[BRIEF]
From the line containing "Target: ornate table leg" through the last line below, copy every line exactly, leaving out the pictures.

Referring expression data
——

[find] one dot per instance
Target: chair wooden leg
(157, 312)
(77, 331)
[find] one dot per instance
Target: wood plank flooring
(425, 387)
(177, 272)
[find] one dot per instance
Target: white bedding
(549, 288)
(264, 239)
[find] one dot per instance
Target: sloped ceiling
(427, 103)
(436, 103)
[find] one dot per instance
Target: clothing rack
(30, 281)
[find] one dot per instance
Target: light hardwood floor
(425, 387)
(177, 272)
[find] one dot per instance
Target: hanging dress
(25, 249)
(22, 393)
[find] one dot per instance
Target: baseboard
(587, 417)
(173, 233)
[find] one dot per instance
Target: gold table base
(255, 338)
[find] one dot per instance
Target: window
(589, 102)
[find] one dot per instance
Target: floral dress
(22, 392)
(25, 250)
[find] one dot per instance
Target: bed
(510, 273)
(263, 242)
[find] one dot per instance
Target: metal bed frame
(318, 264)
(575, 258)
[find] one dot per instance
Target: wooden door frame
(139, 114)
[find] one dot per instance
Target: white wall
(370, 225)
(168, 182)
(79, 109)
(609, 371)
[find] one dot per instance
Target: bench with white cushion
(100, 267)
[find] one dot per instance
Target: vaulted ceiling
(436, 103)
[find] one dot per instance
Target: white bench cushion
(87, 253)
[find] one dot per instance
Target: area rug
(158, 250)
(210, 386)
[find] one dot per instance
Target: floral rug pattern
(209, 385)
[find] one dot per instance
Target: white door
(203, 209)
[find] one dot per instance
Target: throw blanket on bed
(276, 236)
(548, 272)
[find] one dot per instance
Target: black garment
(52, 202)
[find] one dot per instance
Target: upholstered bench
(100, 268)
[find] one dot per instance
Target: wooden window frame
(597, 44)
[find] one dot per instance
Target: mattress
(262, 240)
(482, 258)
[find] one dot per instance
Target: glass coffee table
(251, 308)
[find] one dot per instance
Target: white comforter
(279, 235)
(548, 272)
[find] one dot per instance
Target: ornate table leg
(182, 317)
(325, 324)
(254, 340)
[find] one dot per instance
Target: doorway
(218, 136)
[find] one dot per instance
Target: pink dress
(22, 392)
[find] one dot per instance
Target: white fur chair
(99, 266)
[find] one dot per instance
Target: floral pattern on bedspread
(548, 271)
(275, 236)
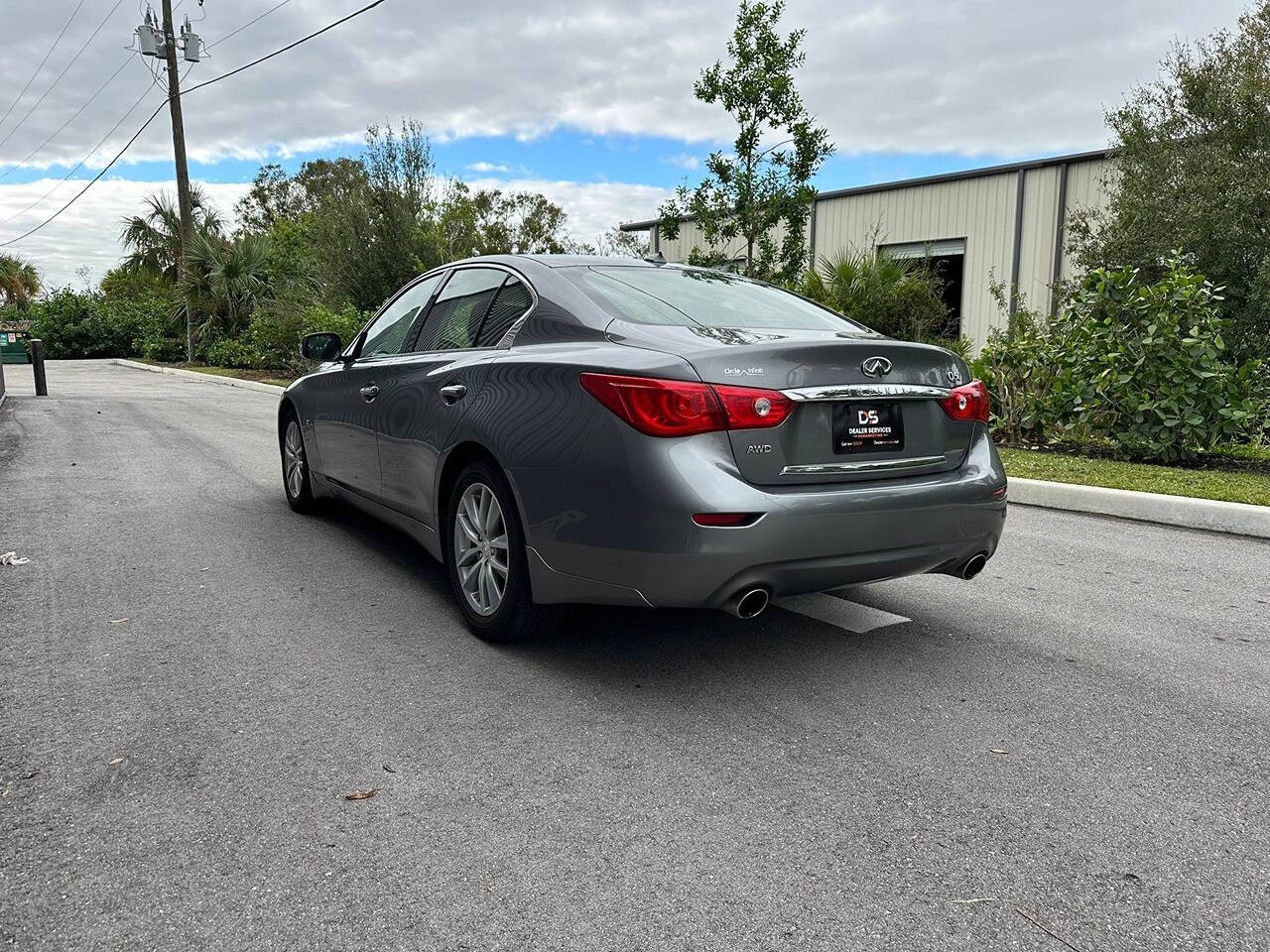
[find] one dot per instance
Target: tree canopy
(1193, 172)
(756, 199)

——

[WRITTEN RESPONSE]
Target: ornate table leg
(182, 317)
(325, 324)
(254, 340)
[find] one dot per instance
Target: doorway
(218, 136)
[find] one dot per instance
Target: pink dress
(22, 392)
[find] one dot per instance
Target: white fur chair
(99, 266)
[find] one dot per instance
Target: floral pattern on bedspread
(548, 271)
(275, 236)
[find] one dot per instance
Target: tree canopy
(1193, 172)
(756, 199)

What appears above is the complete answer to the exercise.